### Problem requirements
Copy, word for word, the lines of the entries below between the one with "Every instance of the denim" and the one with "Every instance of the arched", inclusive, and leave out everything else.

==== Data records ====

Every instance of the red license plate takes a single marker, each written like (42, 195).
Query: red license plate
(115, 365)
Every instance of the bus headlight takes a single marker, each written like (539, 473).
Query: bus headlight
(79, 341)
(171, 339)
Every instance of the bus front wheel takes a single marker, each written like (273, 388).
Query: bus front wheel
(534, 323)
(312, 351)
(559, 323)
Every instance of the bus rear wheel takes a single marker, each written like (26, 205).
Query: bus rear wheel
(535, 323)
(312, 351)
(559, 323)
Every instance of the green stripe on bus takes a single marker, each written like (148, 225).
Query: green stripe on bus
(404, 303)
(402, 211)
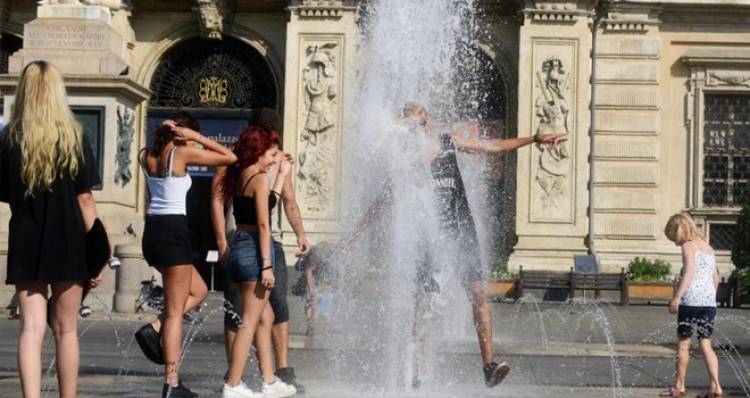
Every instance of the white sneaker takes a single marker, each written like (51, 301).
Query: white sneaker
(278, 389)
(239, 391)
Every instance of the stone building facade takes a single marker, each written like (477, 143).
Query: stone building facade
(670, 81)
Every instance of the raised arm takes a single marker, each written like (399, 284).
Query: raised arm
(212, 154)
(291, 209)
(260, 190)
(218, 217)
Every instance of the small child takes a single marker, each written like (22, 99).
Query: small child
(694, 302)
(318, 289)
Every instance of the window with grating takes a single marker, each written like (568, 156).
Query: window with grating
(726, 150)
(721, 236)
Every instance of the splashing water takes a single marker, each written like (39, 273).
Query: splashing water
(399, 281)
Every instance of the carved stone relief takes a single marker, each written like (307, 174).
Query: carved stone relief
(211, 16)
(111, 4)
(125, 132)
(554, 113)
(318, 139)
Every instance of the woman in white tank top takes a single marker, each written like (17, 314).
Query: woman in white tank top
(166, 237)
(694, 302)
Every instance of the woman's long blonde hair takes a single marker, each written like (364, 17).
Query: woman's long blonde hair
(45, 128)
(681, 228)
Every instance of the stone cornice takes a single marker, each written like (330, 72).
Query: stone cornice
(320, 9)
(122, 85)
(716, 58)
(556, 11)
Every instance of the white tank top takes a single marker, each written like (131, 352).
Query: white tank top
(169, 193)
(701, 292)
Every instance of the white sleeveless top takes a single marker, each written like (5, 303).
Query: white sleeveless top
(169, 193)
(701, 292)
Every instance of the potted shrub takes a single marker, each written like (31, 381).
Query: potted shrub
(740, 278)
(502, 283)
(650, 280)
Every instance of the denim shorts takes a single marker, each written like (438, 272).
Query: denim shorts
(245, 263)
(702, 318)
(277, 299)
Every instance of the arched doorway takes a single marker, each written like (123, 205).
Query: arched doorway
(222, 83)
(485, 96)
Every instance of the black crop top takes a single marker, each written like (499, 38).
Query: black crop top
(244, 206)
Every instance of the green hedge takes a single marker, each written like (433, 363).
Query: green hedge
(645, 270)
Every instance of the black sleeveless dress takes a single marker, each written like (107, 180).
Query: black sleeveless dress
(46, 237)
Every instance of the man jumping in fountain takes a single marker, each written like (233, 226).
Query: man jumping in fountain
(457, 223)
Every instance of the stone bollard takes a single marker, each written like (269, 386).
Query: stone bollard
(128, 282)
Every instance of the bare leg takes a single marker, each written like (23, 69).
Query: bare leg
(177, 284)
(197, 294)
(280, 335)
(263, 344)
(229, 336)
(66, 299)
(712, 365)
(683, 357)
(482, 320)
(32, 308)
(254, 301)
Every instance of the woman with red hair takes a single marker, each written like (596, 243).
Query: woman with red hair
(250, 260)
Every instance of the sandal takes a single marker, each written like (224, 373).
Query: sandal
(709, 394)
(672, 392)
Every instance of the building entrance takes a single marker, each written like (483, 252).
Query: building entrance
(222, 83)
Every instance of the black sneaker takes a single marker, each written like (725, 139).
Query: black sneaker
(494, 373)
(177, 392)
(150, 342)
(287, 376)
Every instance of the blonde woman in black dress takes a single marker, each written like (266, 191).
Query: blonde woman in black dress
(46, 173)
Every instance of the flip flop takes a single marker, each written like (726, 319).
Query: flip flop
(672, 392)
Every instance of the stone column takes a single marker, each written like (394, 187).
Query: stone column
(554, 94)
(133, 270)
(321, 38)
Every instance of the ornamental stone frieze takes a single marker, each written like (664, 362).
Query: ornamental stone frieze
(111, 4)
(551, 11)
(320, 8)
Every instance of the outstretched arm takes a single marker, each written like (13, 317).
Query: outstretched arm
(499, 145)
(688, 252)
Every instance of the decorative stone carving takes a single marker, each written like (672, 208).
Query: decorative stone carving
(318, 140)
(211, 16)
(320, 8)
(111, 4)
(552, 109)
(557, 11)
(731, 78)
(626, 26)
(125, 132)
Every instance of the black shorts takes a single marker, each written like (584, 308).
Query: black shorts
(700, 318)
(277, 299)
(166, 241)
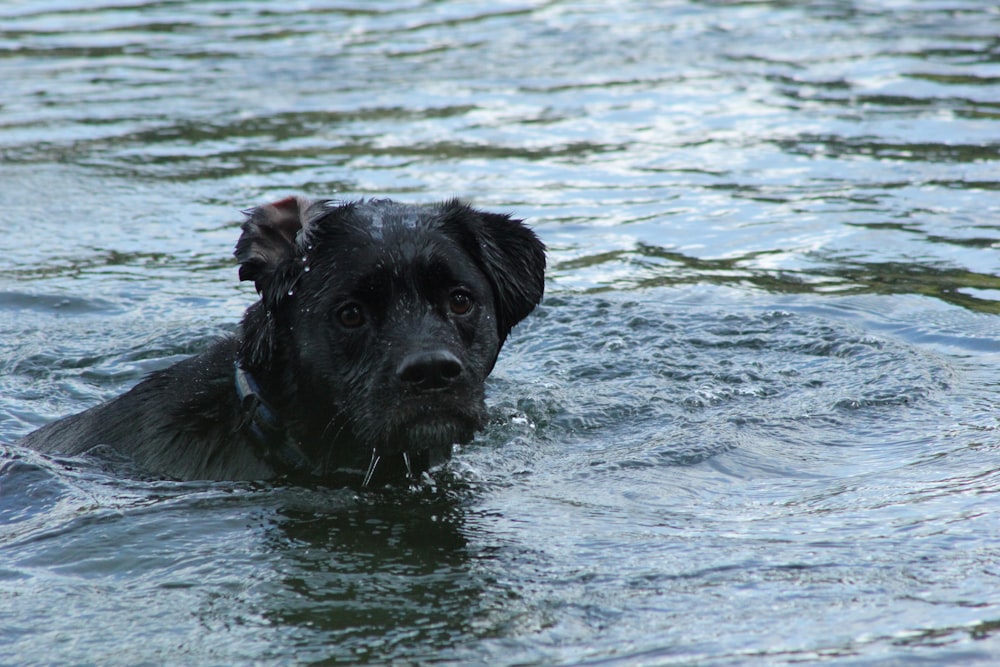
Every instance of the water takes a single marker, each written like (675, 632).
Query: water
(754, 422)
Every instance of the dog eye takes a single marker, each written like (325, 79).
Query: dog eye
(460, 302)
(351, 316)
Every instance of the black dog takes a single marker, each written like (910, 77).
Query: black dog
(368, 350)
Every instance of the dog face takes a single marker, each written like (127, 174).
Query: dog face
(379, 322)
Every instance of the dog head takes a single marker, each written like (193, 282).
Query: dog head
(378, 322)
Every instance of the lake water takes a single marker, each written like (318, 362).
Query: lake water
(756, 420)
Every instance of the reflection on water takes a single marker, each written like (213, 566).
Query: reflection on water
(754, 422)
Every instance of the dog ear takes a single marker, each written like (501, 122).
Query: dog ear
(269, 245)
(510, 254)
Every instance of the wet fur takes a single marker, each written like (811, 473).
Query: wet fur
(339, 392)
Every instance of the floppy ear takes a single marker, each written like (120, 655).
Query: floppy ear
(268, 246)
(510, 254)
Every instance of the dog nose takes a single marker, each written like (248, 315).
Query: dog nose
(430, 370)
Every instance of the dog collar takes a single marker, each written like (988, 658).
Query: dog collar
(265, 428)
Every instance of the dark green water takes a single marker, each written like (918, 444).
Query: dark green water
(754, 422)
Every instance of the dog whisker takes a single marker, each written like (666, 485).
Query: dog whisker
(371, 468)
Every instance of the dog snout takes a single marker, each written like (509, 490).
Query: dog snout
(434, 369)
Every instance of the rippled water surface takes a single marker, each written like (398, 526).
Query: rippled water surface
(755, 420)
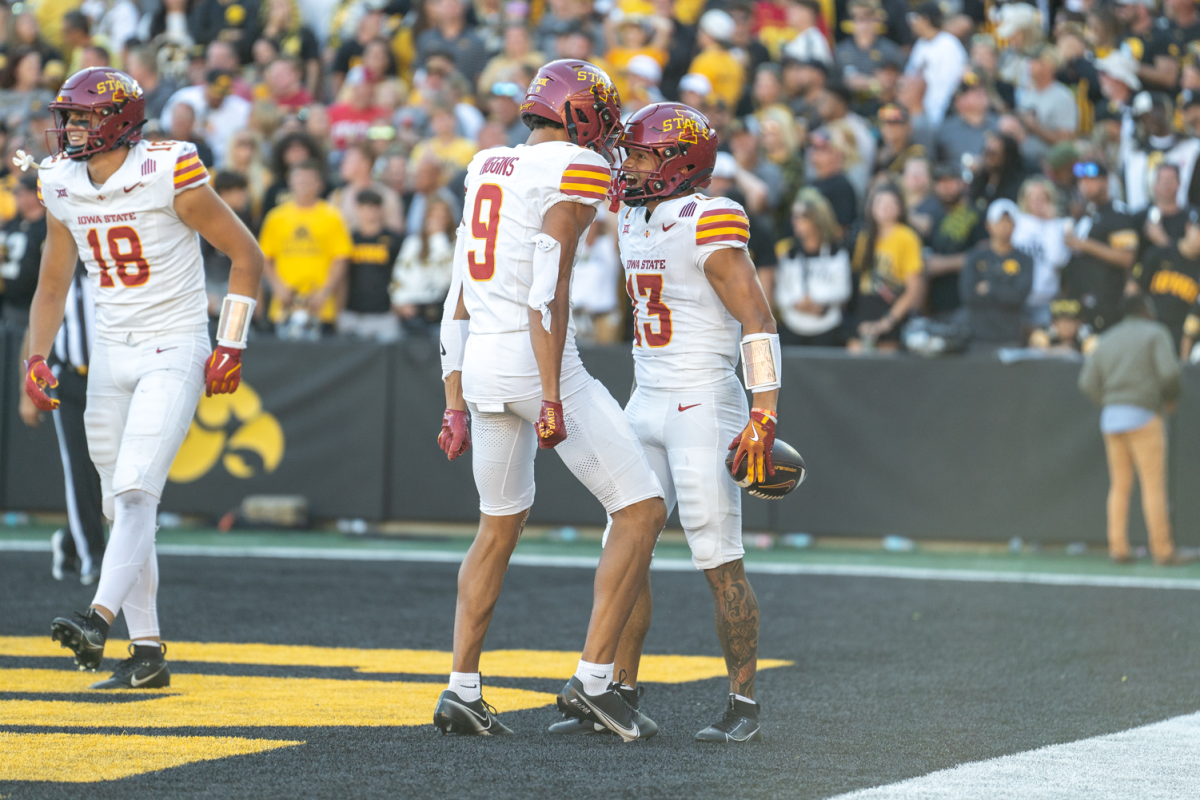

====

### Answer space
Every instance of the denim shorts takes a single marker, each written like (438, 272).
Query: denim shorts
(245, 263)
(702, 318)
(277, 299)
Every instance of the arched doorway takes a single marker, each written like (123, 205).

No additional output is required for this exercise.